◆ **Study text**
1939. Nazi Germany. The country is holding its breath.
Death has never been busier.
Liesel, a nine-year-old girl, is living with a foster family on Himmel Street. Her parents have been taken away to a concentration camp. Liesel steals books. This is her story and the story of the inhabitants of her street when the bombs begin to fall.
Some important information:
This novel is narrated by Death.
It's a small story, about:
a girl
an accordionist
some fanatical Germans
a Jewish fist fighter
and quite a lot of thievery.
Another thing you should know:
Death will visit the book thief three times...
Stephen King (Richard Bachman) - The Running Man
A desperate man attempts to win a reality TV game where the only objective is to stay alive in this #1 national bestseller from Stephen King, writing as Richard Bachman. "Under any name King mesmerizes the reader" (Chicago Sun-Times).
Ben Richards is a desperate man. With no job, no money, no way out, and a young daughter in need of proper medical attention, he must turn to the only possibility of striking it rich in this near-future dystopian America: participating in the ultra-violent TV programming of the government-sanctioned Games Network. Ben soon finds himself selected as a contestant on the biggest and the best that the Games Network has to offer: "The Running Man," a no-holds-barred thirty-day struggle to stay alive as public enemy number one, relentlessly hunted by an elite strike force bent on killing him as quickly as possible in front of an audience all too eager to see that happen. It means a billion dollars in prize money if he can live for the next month. No one has ever survived longer than eight days. But desperation can push a person do things they never thought possible--and Ben Richards is willing to go the distance in this ultimate game of life and death...
Anna Gavalda - Someone I loved
Someone I Loved is Anna Gavalda's first novel and is obviously inspired by the dissolution of her own marriage. Told from the perspective of a woman in her late 30s, Chloe, it begins with her decision to take her children to her in-laws' lake house after her husband leaves her for another woman. Chloe's father-in-law decides to come along. What ensues is a loaded conversation by the fireplace about love found, love lost, and the realization that no one is truly who you think they are. While Chloe has always believed her father-in-law to be an „old bastard,” it turns out he is human, has flaws, had the option to do to his family what Chloe's husband did to his, and took the nobler path.
Jennifer Weiner - In Her Shoes
Meet Rose Feller. She's thirty years old and a high-powered attorney with a secret passion for romance novels. She has an exercise regime she's going to start next week, and she dreams of a man who will slide off her glasses, gaze into her eyes, and tell her that she's beautiful. She also dreams of getting her fantastically screwed-up little sister to get her life together.

(Records contained in a dataset)

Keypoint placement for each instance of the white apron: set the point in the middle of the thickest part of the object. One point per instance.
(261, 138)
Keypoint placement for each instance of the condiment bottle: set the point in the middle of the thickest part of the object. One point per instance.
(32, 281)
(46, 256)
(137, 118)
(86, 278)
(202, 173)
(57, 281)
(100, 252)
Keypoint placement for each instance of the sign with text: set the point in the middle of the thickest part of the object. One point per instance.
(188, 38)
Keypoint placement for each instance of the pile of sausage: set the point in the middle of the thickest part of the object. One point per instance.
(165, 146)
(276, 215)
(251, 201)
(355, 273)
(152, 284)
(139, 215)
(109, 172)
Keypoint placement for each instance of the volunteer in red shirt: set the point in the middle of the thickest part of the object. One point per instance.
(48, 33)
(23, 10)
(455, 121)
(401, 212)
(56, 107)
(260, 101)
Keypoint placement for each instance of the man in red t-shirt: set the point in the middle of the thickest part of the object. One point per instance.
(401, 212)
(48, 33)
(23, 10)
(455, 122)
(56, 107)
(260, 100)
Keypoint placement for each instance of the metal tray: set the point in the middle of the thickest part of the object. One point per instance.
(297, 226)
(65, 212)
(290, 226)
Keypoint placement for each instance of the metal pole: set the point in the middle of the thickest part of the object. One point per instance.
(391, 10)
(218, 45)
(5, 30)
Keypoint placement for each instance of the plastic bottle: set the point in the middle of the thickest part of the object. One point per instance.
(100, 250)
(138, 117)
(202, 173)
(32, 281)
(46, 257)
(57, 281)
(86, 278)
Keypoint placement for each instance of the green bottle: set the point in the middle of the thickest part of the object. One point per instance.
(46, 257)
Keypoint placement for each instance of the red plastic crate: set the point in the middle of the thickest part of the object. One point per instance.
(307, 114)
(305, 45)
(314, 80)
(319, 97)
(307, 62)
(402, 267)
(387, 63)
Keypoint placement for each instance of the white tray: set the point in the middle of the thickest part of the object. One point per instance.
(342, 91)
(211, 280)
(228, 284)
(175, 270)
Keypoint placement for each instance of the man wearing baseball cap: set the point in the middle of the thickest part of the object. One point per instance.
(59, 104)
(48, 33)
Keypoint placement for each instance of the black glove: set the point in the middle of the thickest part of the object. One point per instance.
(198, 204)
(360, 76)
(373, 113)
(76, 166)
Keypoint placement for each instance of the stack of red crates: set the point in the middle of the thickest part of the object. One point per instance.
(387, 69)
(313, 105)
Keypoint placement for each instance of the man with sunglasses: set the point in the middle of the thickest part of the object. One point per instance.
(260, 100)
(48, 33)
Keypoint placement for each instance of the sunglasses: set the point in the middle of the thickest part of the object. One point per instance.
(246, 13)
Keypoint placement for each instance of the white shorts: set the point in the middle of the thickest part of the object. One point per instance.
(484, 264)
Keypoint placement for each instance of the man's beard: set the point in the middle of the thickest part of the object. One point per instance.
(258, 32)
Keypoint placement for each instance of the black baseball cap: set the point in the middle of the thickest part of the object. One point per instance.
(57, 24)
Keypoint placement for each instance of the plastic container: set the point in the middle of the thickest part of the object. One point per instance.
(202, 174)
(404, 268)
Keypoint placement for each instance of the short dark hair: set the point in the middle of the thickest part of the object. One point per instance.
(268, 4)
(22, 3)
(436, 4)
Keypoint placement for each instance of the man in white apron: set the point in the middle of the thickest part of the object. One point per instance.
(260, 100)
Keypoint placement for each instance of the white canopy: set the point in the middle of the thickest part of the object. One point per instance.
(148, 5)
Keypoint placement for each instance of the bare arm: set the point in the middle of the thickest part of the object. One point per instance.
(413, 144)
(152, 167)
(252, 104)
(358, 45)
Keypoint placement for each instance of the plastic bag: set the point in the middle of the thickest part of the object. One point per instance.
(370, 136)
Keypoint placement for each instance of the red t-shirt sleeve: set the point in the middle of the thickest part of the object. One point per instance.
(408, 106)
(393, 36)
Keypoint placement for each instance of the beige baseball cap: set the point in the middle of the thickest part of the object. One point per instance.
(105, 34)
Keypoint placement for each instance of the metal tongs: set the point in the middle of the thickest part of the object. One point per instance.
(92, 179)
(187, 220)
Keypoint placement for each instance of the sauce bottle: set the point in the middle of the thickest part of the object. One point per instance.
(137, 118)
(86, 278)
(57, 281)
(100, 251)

◆ **Requirement**
Answer these questions from the book descriptions:
(a) Who narrates the novel about Liesel?
(b) What is the longest anyone has ever survived on "The Running Man"?
(c) How old is Rose Feller?
Answer using only the book descriptions.

◆ **Response to this exercise**
(a) Death
(b) Eight days
(c) Thirty